# [To do]
From the line containing "the garage in" through the end of the entries, please repeat every line exactly and nothing more; the pictures do not belong in the copy.

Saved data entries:

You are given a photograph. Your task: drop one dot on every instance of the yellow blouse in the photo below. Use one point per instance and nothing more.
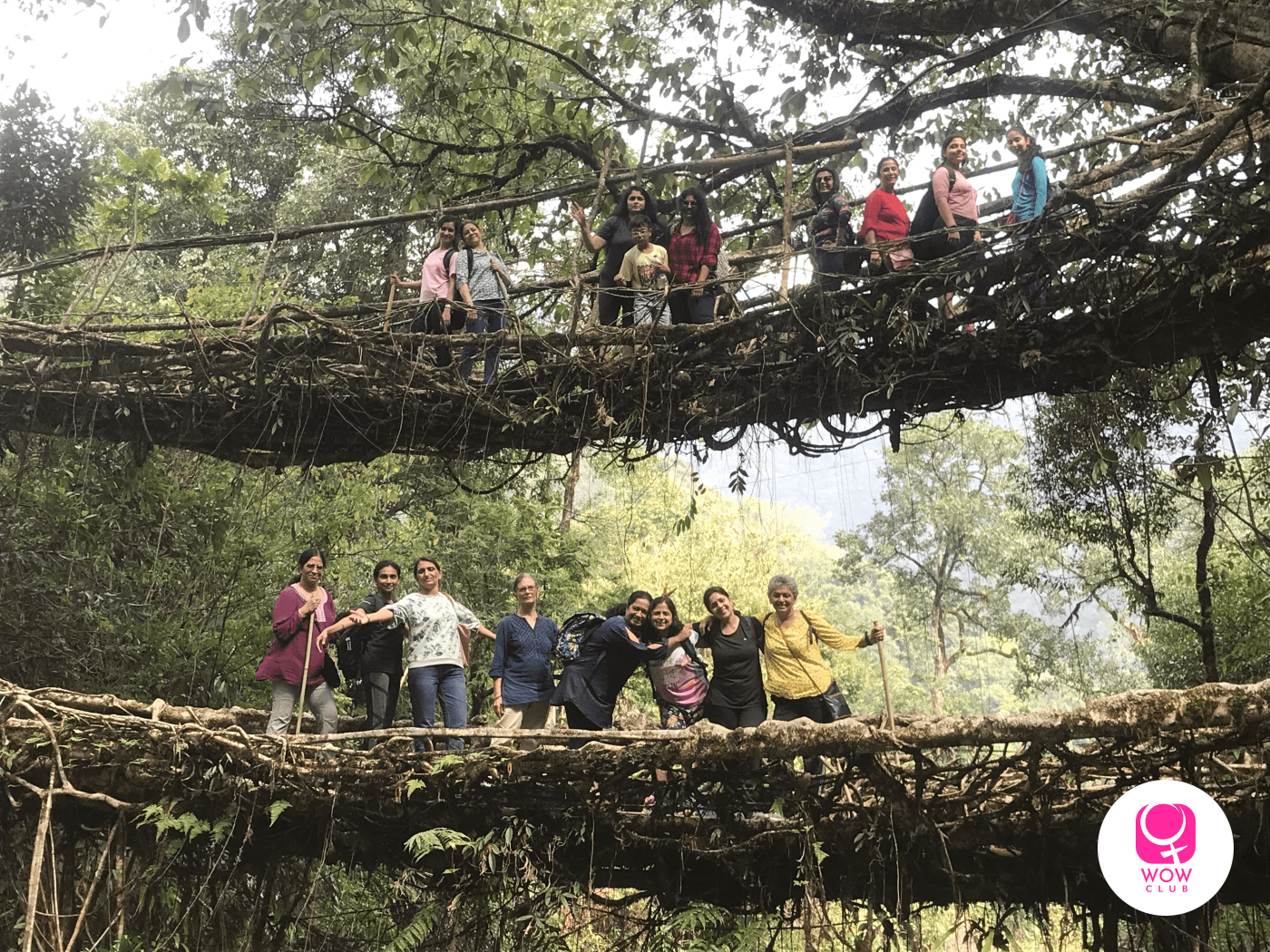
(796, 666)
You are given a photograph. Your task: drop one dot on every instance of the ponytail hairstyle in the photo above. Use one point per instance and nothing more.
(459, 238)
(815, 194)
(946, 142)
(1031, 152)
(700, 212)
(676, 625)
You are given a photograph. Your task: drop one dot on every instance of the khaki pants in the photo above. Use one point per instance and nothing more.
(530, 716)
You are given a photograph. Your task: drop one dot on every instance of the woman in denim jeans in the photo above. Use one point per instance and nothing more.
(440, 628)
(479, 278)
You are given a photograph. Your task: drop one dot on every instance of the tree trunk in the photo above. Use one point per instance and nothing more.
(1206, 630)
(571, 488)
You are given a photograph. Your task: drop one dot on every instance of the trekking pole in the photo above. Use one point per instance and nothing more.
(304, 675)
(885, 685)
(387, 314)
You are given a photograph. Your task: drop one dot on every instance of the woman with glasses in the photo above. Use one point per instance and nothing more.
(298, 654)
(695, 244)
(615, 238)
(886, 219)
(831, 228)
(523, 664)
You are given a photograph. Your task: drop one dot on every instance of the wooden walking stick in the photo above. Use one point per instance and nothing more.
(387, 314)
(304, 675)
(885, 685)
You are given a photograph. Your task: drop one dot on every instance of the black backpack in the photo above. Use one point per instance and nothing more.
(926, 219)
(573, 635)
(348, 646)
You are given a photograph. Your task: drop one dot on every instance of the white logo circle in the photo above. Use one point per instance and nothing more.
(1165, 847)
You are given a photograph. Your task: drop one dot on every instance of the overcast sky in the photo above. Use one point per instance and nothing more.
(80, 63)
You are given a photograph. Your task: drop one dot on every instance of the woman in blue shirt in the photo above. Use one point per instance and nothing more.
(1031, 181)
(523, 664)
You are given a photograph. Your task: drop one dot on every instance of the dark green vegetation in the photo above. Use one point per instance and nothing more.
(1118, 542)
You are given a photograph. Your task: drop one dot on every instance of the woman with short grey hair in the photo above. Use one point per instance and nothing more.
(797, 676)
(778, 581)
(523, 664)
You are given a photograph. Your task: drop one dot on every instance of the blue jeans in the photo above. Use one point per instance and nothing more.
(832, 267)
(686, 308)
(444, 682)
(488, 317)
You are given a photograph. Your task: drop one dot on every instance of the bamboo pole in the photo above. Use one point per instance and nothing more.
(97, 881)
(387, 314)
(787, 219)
(37, 865)
(575, 279)
(885, 685)
(304, 675)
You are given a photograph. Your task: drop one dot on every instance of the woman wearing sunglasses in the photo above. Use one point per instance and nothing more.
(695, 245)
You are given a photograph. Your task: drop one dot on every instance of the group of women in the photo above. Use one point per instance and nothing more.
(464, 285)
(643, 632)
(886, 226)
(692, 245)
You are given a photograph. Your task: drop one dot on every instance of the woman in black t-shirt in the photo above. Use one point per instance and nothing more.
(381, 653)
(615, 238)
(736, 644)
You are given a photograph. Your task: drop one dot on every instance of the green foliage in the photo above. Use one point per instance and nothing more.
(438, 838)
(968, 581)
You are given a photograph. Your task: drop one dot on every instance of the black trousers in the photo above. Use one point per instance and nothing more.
(578, 721)
(791, 708)
(432, 320)
(383, 689)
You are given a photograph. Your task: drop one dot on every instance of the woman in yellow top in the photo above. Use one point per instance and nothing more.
(797, 676)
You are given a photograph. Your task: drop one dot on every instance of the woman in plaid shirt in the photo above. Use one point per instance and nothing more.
(694, 249)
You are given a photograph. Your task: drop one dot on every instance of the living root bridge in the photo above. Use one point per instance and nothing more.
(327, 386)
(945, 810)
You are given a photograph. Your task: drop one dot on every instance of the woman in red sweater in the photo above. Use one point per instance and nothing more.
(886, 219)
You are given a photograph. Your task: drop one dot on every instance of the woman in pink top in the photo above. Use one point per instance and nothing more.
(679, 683)
(958, 205)
(300, 613)
(435, 287)
(886, 219)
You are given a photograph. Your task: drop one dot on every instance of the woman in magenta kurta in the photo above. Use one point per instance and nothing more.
(300, 613)
(886, 219)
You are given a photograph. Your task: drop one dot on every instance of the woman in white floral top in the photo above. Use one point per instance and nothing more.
(437, 654)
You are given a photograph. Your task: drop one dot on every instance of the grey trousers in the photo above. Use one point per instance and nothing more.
(319, 698)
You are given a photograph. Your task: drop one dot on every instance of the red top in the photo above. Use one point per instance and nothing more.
(688, 256)
(288, 662)
(885, 216)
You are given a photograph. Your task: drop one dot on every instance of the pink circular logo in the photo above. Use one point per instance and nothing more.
(1165, 847)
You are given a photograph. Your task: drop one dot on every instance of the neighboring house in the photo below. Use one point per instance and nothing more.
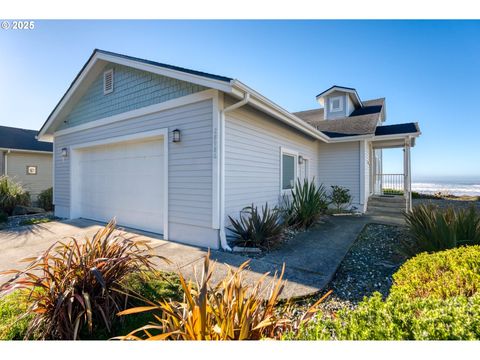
(175, 151)
(26, 159)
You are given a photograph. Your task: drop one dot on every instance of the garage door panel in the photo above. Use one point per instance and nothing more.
(125, 181)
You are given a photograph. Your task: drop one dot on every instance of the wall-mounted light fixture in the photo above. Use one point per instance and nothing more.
(176, 135)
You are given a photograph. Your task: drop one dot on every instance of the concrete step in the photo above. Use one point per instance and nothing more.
(387, 199)
(385, 210)
(396, 204)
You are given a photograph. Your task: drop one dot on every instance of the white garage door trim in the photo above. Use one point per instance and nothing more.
(75, 164)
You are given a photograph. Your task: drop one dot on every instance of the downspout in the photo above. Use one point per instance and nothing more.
(223, 236)
(6, 162)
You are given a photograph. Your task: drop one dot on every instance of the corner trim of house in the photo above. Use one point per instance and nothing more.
(136, 136)
(362, 145)
(217, 104)
(170, 104)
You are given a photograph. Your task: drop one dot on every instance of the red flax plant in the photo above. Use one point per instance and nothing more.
(75, 286)
(229, 310)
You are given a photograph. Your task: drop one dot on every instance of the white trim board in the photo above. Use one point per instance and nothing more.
(27, 151)
(73, 154)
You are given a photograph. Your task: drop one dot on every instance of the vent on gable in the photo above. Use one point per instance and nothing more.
(108, 81)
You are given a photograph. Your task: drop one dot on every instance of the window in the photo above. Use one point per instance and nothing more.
(336, 103)
(31, 170)
(289, 169)
(108, 82)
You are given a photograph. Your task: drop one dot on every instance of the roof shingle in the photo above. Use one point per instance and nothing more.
(22, 139)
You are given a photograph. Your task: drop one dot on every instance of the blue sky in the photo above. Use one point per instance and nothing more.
(429, 71)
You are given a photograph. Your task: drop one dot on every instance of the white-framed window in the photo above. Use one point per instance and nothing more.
(336, 103)
(288, 169)
(108, 82)
(31, 170)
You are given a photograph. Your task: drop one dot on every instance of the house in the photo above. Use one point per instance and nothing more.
(26, 159)
(175, 151)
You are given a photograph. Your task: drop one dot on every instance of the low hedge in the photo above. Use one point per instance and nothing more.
(13, 323)
(440, 275)
(434, 297)
(456, 318)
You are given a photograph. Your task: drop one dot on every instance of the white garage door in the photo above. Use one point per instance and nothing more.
(124, 180)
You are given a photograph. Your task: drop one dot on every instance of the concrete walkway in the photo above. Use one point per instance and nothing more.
(311, 258)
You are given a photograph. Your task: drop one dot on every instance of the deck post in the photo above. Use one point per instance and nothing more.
(407, 179)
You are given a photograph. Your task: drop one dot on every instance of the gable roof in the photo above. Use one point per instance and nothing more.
(395, 129)
(237, 89)
(308, 122)
(344, 89)
(167, 66)
(22, 139)
(362, 121)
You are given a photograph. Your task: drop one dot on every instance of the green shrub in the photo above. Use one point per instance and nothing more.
(45, 199)
(340, 197)
(456, 318)
(13, 319)
(256, 228)
(440, 275)
(308, 202)
(11, 195)
(434, 297)
(76, 286)
(434, 229)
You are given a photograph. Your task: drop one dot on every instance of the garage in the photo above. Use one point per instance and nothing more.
(123, 179)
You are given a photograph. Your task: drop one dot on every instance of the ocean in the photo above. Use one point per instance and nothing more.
(451, 186)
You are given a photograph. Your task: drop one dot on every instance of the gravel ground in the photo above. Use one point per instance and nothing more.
(444, 203)
(368, 267)
(14, 221)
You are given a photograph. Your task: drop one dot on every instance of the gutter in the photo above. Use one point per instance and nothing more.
(223, 236)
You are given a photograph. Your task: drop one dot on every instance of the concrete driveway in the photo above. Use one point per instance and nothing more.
(311, 259)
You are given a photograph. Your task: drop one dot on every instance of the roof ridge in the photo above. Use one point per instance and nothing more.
(13, 127)
(168, 66)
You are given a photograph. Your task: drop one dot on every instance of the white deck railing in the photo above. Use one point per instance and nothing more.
(393, 184)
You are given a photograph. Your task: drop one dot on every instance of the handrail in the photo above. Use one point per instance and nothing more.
(390, 184)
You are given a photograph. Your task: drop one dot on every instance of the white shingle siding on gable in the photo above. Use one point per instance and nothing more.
(329, 115)
(339, 164)
(189, 167)
(252, 158)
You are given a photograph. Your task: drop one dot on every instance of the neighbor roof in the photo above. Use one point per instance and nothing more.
(362, 121)
(22, 139)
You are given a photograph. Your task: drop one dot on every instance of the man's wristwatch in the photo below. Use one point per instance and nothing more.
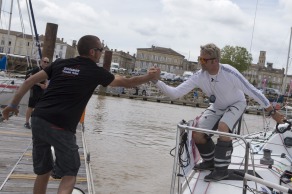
(272, 112)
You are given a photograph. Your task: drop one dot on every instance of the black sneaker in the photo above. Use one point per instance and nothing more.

# [Solution to this problem]
You are given a photograph. Your task: drop one dot on every instance of the garage in the photo above. Use one point per instance and nothing more.
(123, 179)
You are given a photograph. Your task: drop one dot on every instance of the ocean in the photo above. Use one point per instance and nothing more.
(451, 186)
You are given a photograph. Your task: drop one dot on every instance of the gravel ground in the photo above. Use one point per instance and nothing more.
(444, 203)
(368, 267)
(14, 221)
You are given a photograph. Your task: drop one dot on every instance of the gutter in the photo above. Use one point per instance and nothing more.
(223, 236)
You are given a photograph. Your task: drop one dot on every instance of the concrete driveway in the photo above. Use one point per instance and nothing more.
(311, 259)
You are given a photograph. Your task: drop one dot on every instance of the roof ridge in the photo above. Use one point per instance and nothing more.
(13, 127)
(168, 66)
You are given a photograph. Your task: drop one dot on every instance of the white deck railing in the photo above. Use one point per instance and nothing more.
(393, 184)
You are given a photograph. Your task: drop one dot on every instance of the handrail in the photo above. Use one point per instance and nothing more.
(390, 184)
You are given a photograph. Your task: drop one dot on every instance of the white shingle siding on gable in the photo above. Use one point per instance and nothing more.
(329, 115)
(339, 164)
(189, 167)
(252, 158)
You are given a photograph. Your task: drop one dot on every instance of the neighbor roof in the photo above. Use one point per instance and nothing more.
(362, 121)
(22, 139)
You are given a photograph. Your task: drop one dot on every instance of the man's wristwatch in the photo below. Use one point per instance and nothing more.
(272, 112)
You are given a photograph. Your task: drop one dot on every instance of the black sneaker in the photo above. Use one point per instance and nothing more.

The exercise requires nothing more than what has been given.